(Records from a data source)
.....
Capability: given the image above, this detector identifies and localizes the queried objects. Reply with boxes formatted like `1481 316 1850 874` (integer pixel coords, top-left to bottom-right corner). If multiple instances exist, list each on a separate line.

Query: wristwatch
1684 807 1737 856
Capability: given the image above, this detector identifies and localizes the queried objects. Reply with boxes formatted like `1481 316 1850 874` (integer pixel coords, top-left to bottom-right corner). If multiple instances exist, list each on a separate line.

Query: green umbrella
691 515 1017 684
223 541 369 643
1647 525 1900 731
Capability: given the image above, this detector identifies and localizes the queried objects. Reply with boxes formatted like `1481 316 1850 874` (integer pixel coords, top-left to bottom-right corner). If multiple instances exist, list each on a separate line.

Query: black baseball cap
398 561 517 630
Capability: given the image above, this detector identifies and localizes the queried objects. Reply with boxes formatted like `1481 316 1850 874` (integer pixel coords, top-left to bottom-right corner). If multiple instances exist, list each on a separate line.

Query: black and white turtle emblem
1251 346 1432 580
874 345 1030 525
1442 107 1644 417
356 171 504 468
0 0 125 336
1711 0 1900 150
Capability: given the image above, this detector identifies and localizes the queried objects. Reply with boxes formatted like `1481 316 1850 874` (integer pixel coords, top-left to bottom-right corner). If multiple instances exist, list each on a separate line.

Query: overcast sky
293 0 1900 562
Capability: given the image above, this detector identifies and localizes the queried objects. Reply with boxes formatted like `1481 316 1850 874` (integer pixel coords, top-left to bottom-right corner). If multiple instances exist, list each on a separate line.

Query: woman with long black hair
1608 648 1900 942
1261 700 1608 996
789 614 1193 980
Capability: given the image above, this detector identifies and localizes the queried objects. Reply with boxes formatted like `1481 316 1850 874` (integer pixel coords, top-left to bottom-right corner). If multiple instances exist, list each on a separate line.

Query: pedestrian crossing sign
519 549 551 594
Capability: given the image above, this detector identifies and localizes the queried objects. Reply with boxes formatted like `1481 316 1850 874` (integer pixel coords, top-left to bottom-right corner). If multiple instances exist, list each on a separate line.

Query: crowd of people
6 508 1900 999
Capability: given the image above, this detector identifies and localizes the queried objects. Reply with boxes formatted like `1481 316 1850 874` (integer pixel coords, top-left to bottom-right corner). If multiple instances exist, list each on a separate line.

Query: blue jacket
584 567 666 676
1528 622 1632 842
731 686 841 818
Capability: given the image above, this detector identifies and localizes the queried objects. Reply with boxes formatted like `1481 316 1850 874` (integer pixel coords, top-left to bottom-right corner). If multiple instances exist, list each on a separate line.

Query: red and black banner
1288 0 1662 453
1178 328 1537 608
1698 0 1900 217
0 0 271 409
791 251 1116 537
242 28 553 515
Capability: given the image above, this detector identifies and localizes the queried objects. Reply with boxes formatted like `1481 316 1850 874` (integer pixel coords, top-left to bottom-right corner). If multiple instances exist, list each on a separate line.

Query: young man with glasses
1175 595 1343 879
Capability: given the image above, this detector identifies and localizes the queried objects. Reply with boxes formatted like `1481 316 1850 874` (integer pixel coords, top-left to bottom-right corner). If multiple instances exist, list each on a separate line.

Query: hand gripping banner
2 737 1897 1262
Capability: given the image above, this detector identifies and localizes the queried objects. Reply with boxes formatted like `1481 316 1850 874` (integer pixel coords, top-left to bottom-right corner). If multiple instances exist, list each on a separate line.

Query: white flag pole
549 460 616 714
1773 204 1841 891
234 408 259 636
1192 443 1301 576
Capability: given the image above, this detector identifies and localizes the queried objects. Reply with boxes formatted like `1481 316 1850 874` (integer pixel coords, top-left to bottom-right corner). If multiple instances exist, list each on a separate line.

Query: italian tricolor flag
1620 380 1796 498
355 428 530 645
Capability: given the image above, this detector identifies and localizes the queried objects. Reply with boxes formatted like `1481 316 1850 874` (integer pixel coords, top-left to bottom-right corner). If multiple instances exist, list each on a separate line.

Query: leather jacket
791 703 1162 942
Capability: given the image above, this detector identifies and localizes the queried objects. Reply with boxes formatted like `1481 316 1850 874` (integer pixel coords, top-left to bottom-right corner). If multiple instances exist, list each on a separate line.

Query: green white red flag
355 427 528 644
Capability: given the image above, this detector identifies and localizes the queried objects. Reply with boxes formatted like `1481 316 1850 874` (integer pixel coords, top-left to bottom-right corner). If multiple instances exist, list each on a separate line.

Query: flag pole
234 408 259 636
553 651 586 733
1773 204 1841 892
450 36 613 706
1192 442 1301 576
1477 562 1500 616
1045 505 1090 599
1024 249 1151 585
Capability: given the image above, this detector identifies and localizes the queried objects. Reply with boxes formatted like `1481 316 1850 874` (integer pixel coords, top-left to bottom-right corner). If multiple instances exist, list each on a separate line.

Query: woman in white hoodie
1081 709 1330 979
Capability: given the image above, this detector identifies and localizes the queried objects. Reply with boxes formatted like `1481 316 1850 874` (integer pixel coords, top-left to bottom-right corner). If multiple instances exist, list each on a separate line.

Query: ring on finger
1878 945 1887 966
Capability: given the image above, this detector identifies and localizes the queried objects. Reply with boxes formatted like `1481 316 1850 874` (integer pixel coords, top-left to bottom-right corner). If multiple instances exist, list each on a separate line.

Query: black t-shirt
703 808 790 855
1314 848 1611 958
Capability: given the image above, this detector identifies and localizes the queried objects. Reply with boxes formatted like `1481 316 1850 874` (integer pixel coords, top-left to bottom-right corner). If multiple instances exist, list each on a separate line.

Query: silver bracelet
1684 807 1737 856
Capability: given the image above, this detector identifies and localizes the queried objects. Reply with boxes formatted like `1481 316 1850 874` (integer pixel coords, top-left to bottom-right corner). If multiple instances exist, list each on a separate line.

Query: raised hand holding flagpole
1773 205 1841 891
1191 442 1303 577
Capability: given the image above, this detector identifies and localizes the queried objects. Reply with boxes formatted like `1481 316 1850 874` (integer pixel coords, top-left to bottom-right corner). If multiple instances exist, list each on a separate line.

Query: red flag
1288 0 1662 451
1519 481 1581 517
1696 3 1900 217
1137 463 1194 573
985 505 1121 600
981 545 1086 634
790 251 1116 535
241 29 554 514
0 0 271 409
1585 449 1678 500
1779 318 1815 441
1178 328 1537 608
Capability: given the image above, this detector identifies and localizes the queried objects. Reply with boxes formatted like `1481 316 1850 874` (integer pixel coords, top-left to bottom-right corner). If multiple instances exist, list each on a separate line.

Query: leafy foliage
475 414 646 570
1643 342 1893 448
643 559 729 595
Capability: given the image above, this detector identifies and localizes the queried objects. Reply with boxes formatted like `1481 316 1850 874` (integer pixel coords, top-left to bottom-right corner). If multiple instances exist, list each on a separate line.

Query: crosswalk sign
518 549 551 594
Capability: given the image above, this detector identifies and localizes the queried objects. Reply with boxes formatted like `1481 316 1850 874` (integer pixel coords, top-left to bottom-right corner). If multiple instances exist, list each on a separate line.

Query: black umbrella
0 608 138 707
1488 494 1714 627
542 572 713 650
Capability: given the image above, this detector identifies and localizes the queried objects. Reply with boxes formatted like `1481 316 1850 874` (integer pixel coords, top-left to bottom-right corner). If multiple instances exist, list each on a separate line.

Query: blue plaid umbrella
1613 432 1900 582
.....
Task item
Produce an exact copy of every entry above.

Response to this exercise
Capability: given the image above, this detector identifies and localizes the queried objects. Reply with boxes formatted like `1481 316 1850 874` (integer pixel coords, top-left to bottom-right corner). If multiple instances exist, list each on a separate line.

Query: wristwatch
1684 807 1737 856
Capability: given the image above, this detector identifies and localizes the queried objects. Reply with boxes formatted like `1481 316 1850 874` (integer pixel coords, top-left to bottom-right corner). If multiple instances exist, list each on a separate line.

Query: green umbrella
691 515 1017 684
223 541 369 643
1647 525 1900 731
Capability: given the image above, this detector identifies and localizes the queried objects. Reply with boxes formatted like `1481 316 1850 874` (integer pixel coords, top-left to bottom-right corner). If multiple instances exist, list each on a separate line.

Query: black baseball cap
398 561 517 630
Capability: given the image above, this detector identifies and localizes the queried objects. Reply with boxes formatted like `1481 316 1850 874` (integer pixel coords, top-left to bottom-right corner). If multiple instances exist, list each on a separate line.

Query: black and white turtle emblem
1251 346 1432 580
874 345 1030 525
1442 107 1644 417
356 171 504 468
0 0 125 336
1711 0 1900 150
Capability: given the image above, this detector identifies and localizes the queried objects. Reply with boxes formatted like `1481 316 1850 874` (integer pixel coords, top-left to bottom-right corner). If multiple instances exist, list each on a separate line.

Query: overcast sky
293 0 1900 562
Capability: given the image above, this detector identifies and localizes the queried objects. Reply with boxes formatted like `1481 316 1850 874` (integer pixel coords, top-left to bottom-right corner). If multiple instances exist, list each on a separate line.

Query: woman with long black hair
1608 648 1900 942
1261 700 1608 996
789 614 1193 980
Capability: given the image above, this detector identifies and localizes the queried objects. Reply with boxes formatted like `1481 316 1850 874` (integer pixel coords, top-left to bottom-right corner). If multiple instances exist, list each on a separate line.

Query: pedestrian crossing sign
519 549 551 594
Capability: given the image above, this detector identifies and localizes the queried objects. Reply with boxes formatted like `1481 316 1850 874` (integer pixel coords, top-left to bottom-right corner). If multiple instances exist, list each on a separate line.

Query: crowd of people
6 508 1900 999
Capability: given the image above, this detector identifies and localizes the queried objects. Reply with boxes formatted like `1481 316 1850 874` (integer pixel coords, top-left to bottom-right corner). If multiple instances exist, list each on a separate line.

Query: blue jacket
584 567 666 676
1528 622 1632 842
731 686 841 818
Capability: given the image above, this detector identifies and localizes the queried objects. Reply with boxes formatted like `1481 316 1850 874` (integer pixel coords, top-left to bottom-right corner). If multiple instances exist, list each on a separate line.

Query: red and black banner
1288 0 1662 453
1178 328 1537 608
1698 0 1900 217
0 0 271 409
791 251 1116 537
242 28 553 515
Capability: given the image above, this detector identifies and localizes the queried objects. Reply with boxes formatted like `1481 316 1850 874` (integer pixel coords, top-left to bottom-right corner). If multiple instances exist, list each on a separate line.

Query: young man with glasses
1175 595 1343 879
Capability: given the image above, this detector identifies and localizes the queried objects. Reply with boxes formatted like `1481 316 1850 874` (integer pixel coords, top-left to bottom-right corner). If multiple instances exist, list each on a separate line.

Query: hand gripping banner
2 737 1897 1262
Capability: given the image above, this detector identifies and localizes the queried objects. Reply with boxes formatted like `1481 316 1850 874` (integer pixel coords, top-left to bottom-right corner). If multiple instances exist, list each on a separate line.

Query: white flag pole
549 460 616 714
1773 204 1841 891
234 408 259 636
1192 443 1301 576
Capability: given the image above, this detector identifies and localizes the queried objects. Reply with boxes formatted like `1481 316 1850 874` (integer pixel coords, top-left to bottom-right corner). If multiple instances exist, list each on a separate line.

Query: italian tricolor flag
1620 380 1796 498
355 428 530 645
Capability: given the image above, this detector identifies and localizes the queried objects. Reply with boxes formatted like `1481 316 1850 874` (integer pixel coords, top-left to bottom-right corner). If multiple instances exist, list each on a separate line.

Query: leather jacket
791 703 1162 942
Capability: given the image above, this detector identifies and localizes the queried objects. Reply with boxes formatted like `1481 316 1850 874` (integer pixel coords, top-left to bottom-right corner). If multiple instances exist, list each on a separate line.

Query: green white red flag
355 427 528 644
Capability: given the image above, this detector identifies and localizes the queried objects. Reply with boxes formatted like `1481 316 1850 874` (integer pixel coords, top-left to bottom-right corner). If multiple instances exist, list each on a separate line.

Query: flag pole
234 408 259 636
553 651 586 733
1773 204 1841 892
450 36 613 706
1192 442 1301 576
1477 562 1500 616
1045 505 1090 599
1024 249 1151 585
Capability: given the image above, this detector identifies and localizes the queried objects. Reply with boxes formatted like `1481 316 1850 874` (integer pixel coords, top-left to bottom-right corner). If multiple instances exist, list each on a separate line.

Query: woman in white hoodie
1081 709 1330 979
Capability: given the image above, this detector identifies and localizes the queried objects. Reply with boxes formatted like `1481 316 1850 874` (integer pixel coords, top-left to bottom-right corner). If multiple instances exist, list each on a separate line.

Query: ring on finger
1878 945 1887 966
Capability: given the image above, this detector identifies and localizes the queried objects. Reply with boxes formatted like `1481 316 1850 874` (integer pixel coords, top-left to bottom-right corner). If multiple instances exist, list each on a separate line.

Query: black t-shirt
703 808 790 855
1314 848 1611 958
Capability: given the image above, this detector identifies and localizes the queried objects. Reply with boxes formatted like `1481 316 1850 874` (integer pixel coords, top-left to bottom-right corner). If multiple instances exist, list each on a separate line.

Query: silver bracelet
1684 807 1737 856
Capability: given the image above, this detector identifies and localizes the queried objects. Reply with boxes formatted like `1481 316 1850 874` (integer pixel coords, top-left to bottom-right corner). If multiple instances exist, list each on a separate line.

Query: raised hand holding flagpole
1773 205 1841 891
1191 442 1303 577
Capability: given the image above, this detector identifies and localizes the queried objects. Reply with boxes formatted like `1481 316 1850 874` (integer pixel coords, top-left to bottom-right corner). If multiple instances exist, list each on a separate line.

Query: red flag
1288 0 1662 451
1519 481 1581 517
1696 3 1900 217
1137 463 1194 573
985 505 1121 600
981 545 1086 634
790 251 1116 535
241 29 554 514
0 0 271 409
1585 449 1678 500
1779 318 1815 441
1178 328 1537 608
Capability: given the image above, this detector identifies and localizes the queried objects. Reply with boxes formatted like `1481 316 1850 874` (integer pixel coords, top-left to bottom-right corner). If multiple instances exist, list each on a separate line.

Query: leafy foliage
475 414 646 570
1643 342 1893 448
643 559 729 595
Capability: given the image above, this detector identifies and localizes the queried objects. Reply with boxes formatted like `1481 316 1850 874` (integer pixel coords, top-left to bottom-right corner). If multiple instances exist, list each on a separate line.

Query: crosswalk sign
518 549 551 594
Capability: given the image above, this detector identifies and localizes the queried objects. Reply with boxes formatted like `1481 316 1850 874` (integer pixel coords, top-left to bottom-right corner). If multiple instances exist, list each on a separate line.

Query: black umbrella
0 608 138 707
1488 494 1714 627
542 572 713 650
Capability: given the image above, this detector identifies and localizes the queried objects. Reply with boxes formatted like `1481 316 1850 874` (integer pixel coords, top-left to bottom-right corner). If multiple instances exist, list each on a separate line.

Query: blue plaid umbrella
1613 432 1900 582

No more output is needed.